* **TASK PROMPT**:
Copy the data below word for word, but leave out the pictures.

-- start THE RECORDS --

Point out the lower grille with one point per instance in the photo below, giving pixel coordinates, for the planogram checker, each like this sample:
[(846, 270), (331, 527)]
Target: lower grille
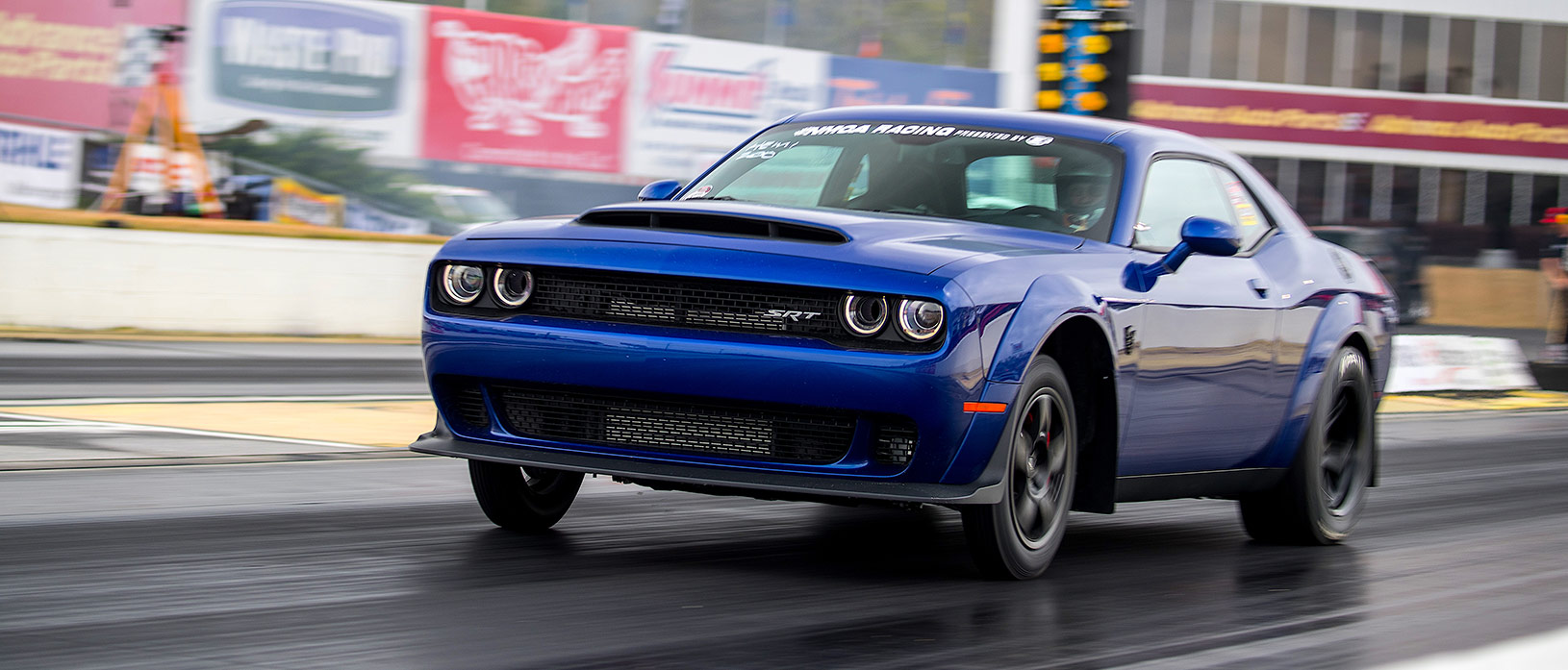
[(466, 403), (676, 425)]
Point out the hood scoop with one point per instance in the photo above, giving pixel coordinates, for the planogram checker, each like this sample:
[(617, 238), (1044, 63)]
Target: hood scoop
[(712, 224)]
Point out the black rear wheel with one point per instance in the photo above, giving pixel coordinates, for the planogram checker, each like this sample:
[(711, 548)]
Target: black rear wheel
[(1017, 539), (524, 500), (1322, 493)]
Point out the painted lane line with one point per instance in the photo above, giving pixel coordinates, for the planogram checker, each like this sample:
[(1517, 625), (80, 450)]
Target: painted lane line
[(198, 433), (209, 400)]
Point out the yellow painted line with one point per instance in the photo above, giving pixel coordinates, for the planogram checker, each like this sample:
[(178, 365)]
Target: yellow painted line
[(370, 423), (1408, 403)]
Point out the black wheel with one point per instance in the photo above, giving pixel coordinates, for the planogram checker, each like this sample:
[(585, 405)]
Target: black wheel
[(1322, 493), (524, 500), (1017, 537)]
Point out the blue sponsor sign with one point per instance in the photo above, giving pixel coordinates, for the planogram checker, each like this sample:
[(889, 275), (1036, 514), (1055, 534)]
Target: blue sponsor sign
[(308, 57), (876, 82)]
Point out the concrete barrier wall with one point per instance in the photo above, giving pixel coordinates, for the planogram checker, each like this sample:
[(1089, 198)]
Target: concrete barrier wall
[(87, 278)]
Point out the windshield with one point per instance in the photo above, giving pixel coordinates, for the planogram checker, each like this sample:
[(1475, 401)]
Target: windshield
[(974, 174)]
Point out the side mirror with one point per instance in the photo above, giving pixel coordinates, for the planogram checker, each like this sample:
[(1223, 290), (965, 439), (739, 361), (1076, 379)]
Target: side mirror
[(1199, 236), (661, 189)]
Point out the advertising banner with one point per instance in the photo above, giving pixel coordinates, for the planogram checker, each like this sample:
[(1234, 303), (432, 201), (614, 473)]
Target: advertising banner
[(694, 99), (524, 91), (351, 66), (298, 204), (1363, 119), (876, 82), (363, 216), (39, 166), (59, 60)]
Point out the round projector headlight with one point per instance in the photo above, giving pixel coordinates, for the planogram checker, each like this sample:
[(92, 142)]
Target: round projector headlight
[(462, 284), (864, 315), (919, 320), (513, 286)]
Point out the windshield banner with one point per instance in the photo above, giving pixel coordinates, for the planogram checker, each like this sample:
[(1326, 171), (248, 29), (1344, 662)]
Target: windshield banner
[(876, 82), (524, 91), (353, 66), (1366, 119), (694, 99)]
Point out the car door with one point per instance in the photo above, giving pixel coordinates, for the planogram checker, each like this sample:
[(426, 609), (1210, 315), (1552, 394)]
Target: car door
[(1204, 391)]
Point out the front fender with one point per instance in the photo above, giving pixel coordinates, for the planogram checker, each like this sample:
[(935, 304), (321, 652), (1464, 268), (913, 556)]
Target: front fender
[(1050, 301), (1344, 316)]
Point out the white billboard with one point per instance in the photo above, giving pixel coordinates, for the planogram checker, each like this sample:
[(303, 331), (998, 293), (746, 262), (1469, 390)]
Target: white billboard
[(694, 99), (39, 166), (351, 66)]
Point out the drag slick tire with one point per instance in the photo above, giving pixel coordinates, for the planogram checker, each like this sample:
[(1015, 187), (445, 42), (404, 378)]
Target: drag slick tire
[(1321, 497), (522, 500), (1017, 539)]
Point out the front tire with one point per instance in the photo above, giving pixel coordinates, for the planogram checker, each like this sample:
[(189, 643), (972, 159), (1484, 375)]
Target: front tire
[(522, 500), (1322, 493), (1017, 539)]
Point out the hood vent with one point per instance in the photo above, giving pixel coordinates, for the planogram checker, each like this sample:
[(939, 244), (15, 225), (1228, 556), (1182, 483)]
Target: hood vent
[(712, 224)]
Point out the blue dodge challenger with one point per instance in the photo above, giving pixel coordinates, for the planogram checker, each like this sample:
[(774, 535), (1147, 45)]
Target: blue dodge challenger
[(1013, 315)]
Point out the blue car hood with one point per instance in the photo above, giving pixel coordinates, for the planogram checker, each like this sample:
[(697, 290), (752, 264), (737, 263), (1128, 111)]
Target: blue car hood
[(898, 241)]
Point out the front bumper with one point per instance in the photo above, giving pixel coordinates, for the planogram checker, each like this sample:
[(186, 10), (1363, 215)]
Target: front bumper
[(983, 490)]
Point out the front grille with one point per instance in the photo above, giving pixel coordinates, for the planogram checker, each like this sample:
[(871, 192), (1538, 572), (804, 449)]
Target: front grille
[(687, 303), (665, 423)]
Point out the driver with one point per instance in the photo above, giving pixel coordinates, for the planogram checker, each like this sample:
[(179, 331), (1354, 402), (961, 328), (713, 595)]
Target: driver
[(1082, 199)]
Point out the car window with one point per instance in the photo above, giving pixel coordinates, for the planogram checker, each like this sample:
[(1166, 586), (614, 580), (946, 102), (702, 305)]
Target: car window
[(1176, 189), (1249, 218), (792, 176), (987, 176)]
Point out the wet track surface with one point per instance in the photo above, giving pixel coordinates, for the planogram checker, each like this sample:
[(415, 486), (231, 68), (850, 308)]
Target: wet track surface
[(390, 564)]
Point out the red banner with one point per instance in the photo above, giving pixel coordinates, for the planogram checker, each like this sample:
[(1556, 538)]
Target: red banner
[(59, 60), (1363, 121), (524, 91)]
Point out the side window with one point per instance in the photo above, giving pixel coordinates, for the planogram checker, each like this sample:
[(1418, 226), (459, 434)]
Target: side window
[(794, 176), (1247, 216), (1175, 191)]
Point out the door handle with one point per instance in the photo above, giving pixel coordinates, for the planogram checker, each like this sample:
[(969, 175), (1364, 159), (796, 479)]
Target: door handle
[(1259, 286)]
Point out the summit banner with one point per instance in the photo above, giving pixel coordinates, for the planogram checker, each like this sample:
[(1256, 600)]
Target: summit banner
[(694, 99), (1388, 121), (524, 91), (351, 66)]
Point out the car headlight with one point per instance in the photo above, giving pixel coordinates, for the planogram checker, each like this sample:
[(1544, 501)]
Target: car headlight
[(919, 320), (864, 315), (513, 286), (462, 284)]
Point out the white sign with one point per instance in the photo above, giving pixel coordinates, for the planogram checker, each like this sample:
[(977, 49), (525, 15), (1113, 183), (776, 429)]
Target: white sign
[(351, 66), (39, 166), (695, 99), (1457, 363)]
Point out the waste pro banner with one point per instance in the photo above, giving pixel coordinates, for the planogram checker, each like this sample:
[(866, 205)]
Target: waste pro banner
[(876, 82), (1366, 119), (351, 66), (63, 60), (694, 99), (39, 166), (524, 91)]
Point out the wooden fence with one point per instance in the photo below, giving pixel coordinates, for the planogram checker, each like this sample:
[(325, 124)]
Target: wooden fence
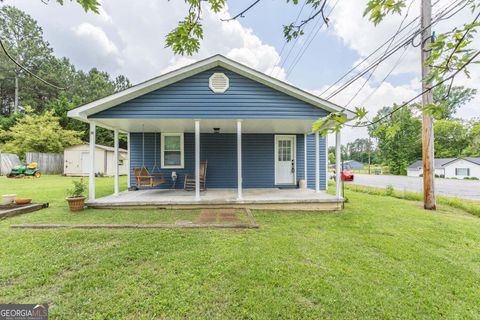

-- end THE RECORDS --

* **RESPONSE**:
Point out the lower grille with one point per instance in the photo below, giving pixel coordinates, for the planogram checker, each like this sample:
[(846, 270), (331, 527)]
Target: lower grille
[(466, 403), (676, 425)]
Point out the hood scoop with one point per instance in the photo above, giving pixel coordinates, for the planogram checker, each like this sample:
[(617, 238), (1044, 63)]
Target: hood scoop
[(712, 224)]
Point out the black rear wheel with one point per instance in the photo above, giving pixel coordinates, for the planogram checker, each like this sample:
[(711, 548)]
Target: black rear wheel
[(1017, 539), (524, 500), (1322, 493)]
Point out the painted lane line with one point per instance in the photo above, giving pixel coordinates, for the planogram checker, each like this sample:
[(1517, 625), (80, 450)]
Target: painted lane line
[(198, 433), (209, 400)]
Point out the yellow painted line with one point per instance in the photo above, giving pixel coordinates, for the planogram checker, each like this sample:
[(178, 365)]
Target: yellow painted line
[(370, 423), (1408, 403)]
Point out the black wheel with one point per instance in the photo above, giving pixel coordinates, for the planogram checker, each like this sample:
[(585, 405)]
Target: black wheel
[(1322, 493), (524, 500), (1017, 537)]
Point out the blue sponsor sign with one point per instance in the photo above, giving pixel coordinates, for the planogram checker, each like this sample:
[(889, 275), (1036, 514), (1055, 534)]
Target: blue sponsor sign
[(308, 57), (876, 82)]
Point out the concrete barrier wall with one point per instance in the photo above, giving pixel coordinates, for the planogram checker, each like this sample:
[(1089, 198)]
Target: concrete barrier wall
[(87, 278)]
Point out the windshield with one point per instance in the photo above, giving pixel coordinates, for the planogram checker, each like this sample:
[(1475, 401)]
Target: windshield
[(974, 174)]
Point out the side mirror with one point per instance in the photo above, giving pixel coordinates, for the planogram checker, each like this sample:
[(1223, 290), (965, 439), (739, 361), (1076, 379)]
Target: side mirror
[(1199, 236), (661, 189)]
Point out the advertising banner with one point per instance in the photo above, giving pixel coordinates, for the planogram checker, each like this sample:
[(1234, 303), (432, 201), (614, 473)]
Target: advertising banner
[(694, 99), (524, 91), (351, 66), (298, 204), (1363, 119), (876, 82), (363, 216), (39, 166), (59, 60)]
Point out the round projector headlight with one point per instance in the photo above, giving pixel coordinates, for the planogram checker, each like this sample:
[(92, 142)]
Target: round projector headlight
[(462, 284), (864, 315), (919, 320), (513, 286)]
Point out the windshield banner with one point per instance in the photo above, giving pixel coordinates, for the planogram checker, each like this sample:
[(1326, 171), (248, 29), (1344, 662)]
Target: windshield banner
[(876, 82), (524, 91), (353, 66), (1366, 119), (694, 99)]
Point out the car door with one point per instance in the photo above, giving pixel coordinates, for the planogram checker, each like this sample:
[(426, 609), (1210, 315), (1552, 394)]
Target: car door
[(1204, 391)]
Point out the front fender with one point per instance in the photo above, giving pixel coordinates, for the planogram checker, each like this sample:
[(935, 304), (321, 652), (1464, 268), (913, 556)]
Target: front fender
[(1050, 301), (1344, 316)]
Point out the white billboard with one point per instance in the photo above, giving pixel coordinates, for the planogram checker, each like this sample:
[(303, 331), (998, 293), (746, 262), (1469, 390)]
Target: white billboard
[(694, 99), (39, 166), (351, 66)]
Point out the drag slick tire with one point per instance in the photo above, giving pixel coordinates, for the planogram checker, each like this sample:
[(1015, 187), (445, 42), (404, 378)]
Target: drag slick tire
[(1321, 497), (522, 500), (1017, 539)]
Point out the front tire with one point per instance in the photo above, giving pixel coordinates, for the planogram checker, each like this sample:
[(189, 643), (972, 159), (1484, 375)]
Target: front tire
[(522, 500), (1322, 493), (1017, 539)]
Point out the hood vent with one point per instance in the photo above, giving pixel coordinates, for the planogram checker, each like this sample:
[(939, 244), (15, 225), (1228, 556), (1182, 483)]
Target: hood vent
[(712, 224)]
Point out the blue dodge challenger with one point per instance in the photo above, giving pixel coordinates, for the planogram checker, each like this sample:
[(774, 535), (1147, 45)]
Target: blue dodge challenger
[(1013, 315)]
Point out the blue car hood with one point per instance in the photo above, giving pixel coordinates, for the planogram checker, each like this sample:
[(697, 290), (752, 264), (737, 263), (1128, 111)]
Target: blue car hood
[(898, 241)]
Point out the front bumper with one point per instance in the photo above, giving pixel coordinates, for the planogram checker, each like this sample:
[(186, 10), (1363, 215)]
Target: front bumper
[(983, 490)]
Point out the front grille with one point per instance in the photo above, giving pixel coordinates, for the planogram checker, each like this sample:
[(871, 192), (1538, 572), (804, 449)]
Target: front grille
[(687, 303), (665, 423)]
Point out the driver with one point per instance in the photo above, giving pixel coordinates, for the planogram checker, each like this sample:
[(179, 331), (1354, 402), (961, 328), (713, 595)]
Target: driver
[(1082, 199)]
Point out the car window with one point per instance in the photo above, giving pixel coordinates, for the planogram checker, each like this sample:
[(1166, 586), (614, 580), (946, 102), (702, 305)]
Target: car window
[(1176, 189), (1249, 218), (792, 176), (987, 176)]
Point out the wet track surface with one point per instance in the photo above, giving pixel coordinates, for the planogram checker, each like this sample:
[(415, 486), (231, 68), (850, 308)]
Target: wet track surface
[(390, 564)]
Point out the red banner with one point per instance in the photo above, giving pixel coordinates, for the planogram checker, each like this sample:
[(1556, 538)]
Target: red banner
[(59, 60), (1363, 121), (524, 91)]
Point out the side window with one point per instance in the photo above, giving pixel coordinates, for the planogram checker, each like this sample:
[(1418, 226), (459, 434)]
Target: side window
[(794, 176), (1247, 216), (1175, 191)]
Point out the door handle with one point per instance in the photo above, giving pixel coordinates, for the planogram checker, each like this sample:
[(969, 175), (1364, 159), (796, 479)]
Target: door handle
[(1259, 286)]
Point out the summit banner with one point per instance in the photo above, giving pixel coordinates, for the planogram checker, each like this sample:
[(1256, 600)]
Target: summit banner
[(694, 99), (1388, 121), (524, 91), (351, 66)]
Point out the car headlight with one point per instance in the photo above, giving pixel coordinates, for the planogram checker, each like this sample:
[(1544, 501)]
Target: car headlight
[(919, 320), (864, 315), (513, 286), (462, 284)]
Point out the white sign with one point per instance in the photo above, giving pixel coordinates, for the planogram checker, each like this sample:
[(977, 49), (525, 15), (1113, 183), (776, 429)]
Target: white sign
[(351, 66), (39, 166), (695, 99), (1457, 363)]
Point out the waste pro banner with one point per instance in the photo above, giving pixel coordinates, for the planogram checker, each like this sample:
[(866, 205)]
Target: waste pro banner
[(876, 82), (1366, 119), (351, 66), (63, 60), (694, 99), (39, 166), (524, 91)]
Point out the wooden fence with one point per instance in the photo below, giving pixel coordinates, for the planogram checker, each like this sample:
[(325, 124)]
Target: wooden fence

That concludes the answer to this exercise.